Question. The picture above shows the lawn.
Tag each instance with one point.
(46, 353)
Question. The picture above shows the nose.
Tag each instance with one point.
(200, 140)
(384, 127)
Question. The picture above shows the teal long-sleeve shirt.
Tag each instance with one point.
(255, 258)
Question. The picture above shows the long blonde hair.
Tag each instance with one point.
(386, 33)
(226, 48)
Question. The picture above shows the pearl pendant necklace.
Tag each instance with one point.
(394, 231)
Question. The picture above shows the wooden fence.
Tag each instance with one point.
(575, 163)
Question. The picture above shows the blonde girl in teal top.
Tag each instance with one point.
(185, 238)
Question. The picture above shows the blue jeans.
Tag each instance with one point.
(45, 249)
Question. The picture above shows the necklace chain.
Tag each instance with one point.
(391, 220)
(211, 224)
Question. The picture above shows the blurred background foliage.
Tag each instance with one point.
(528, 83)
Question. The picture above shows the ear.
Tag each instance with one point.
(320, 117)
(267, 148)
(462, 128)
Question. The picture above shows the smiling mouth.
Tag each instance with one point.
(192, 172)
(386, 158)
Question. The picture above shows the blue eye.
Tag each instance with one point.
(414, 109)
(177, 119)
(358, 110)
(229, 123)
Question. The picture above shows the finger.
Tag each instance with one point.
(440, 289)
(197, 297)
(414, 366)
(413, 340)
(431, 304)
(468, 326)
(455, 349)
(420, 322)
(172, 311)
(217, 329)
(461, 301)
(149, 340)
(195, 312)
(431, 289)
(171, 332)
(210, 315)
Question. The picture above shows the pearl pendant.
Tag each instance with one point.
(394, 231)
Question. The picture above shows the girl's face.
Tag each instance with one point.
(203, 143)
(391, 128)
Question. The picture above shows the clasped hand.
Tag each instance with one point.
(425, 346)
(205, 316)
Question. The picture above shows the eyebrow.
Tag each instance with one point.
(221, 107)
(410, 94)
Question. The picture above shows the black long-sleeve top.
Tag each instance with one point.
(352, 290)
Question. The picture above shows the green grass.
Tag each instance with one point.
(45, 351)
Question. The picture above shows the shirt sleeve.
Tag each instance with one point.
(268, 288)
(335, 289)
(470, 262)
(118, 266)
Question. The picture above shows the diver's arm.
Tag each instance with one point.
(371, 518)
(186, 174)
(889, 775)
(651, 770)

┄┄┄┄┄┄┄┄┄┄┄┄┄┄┄┄┄┄┄┄

The string to find is "girl"; copy every line of the listing that has it.

Question. The picture above shows the blonde girl in teal top.
Question. The picture above shows the girl's face.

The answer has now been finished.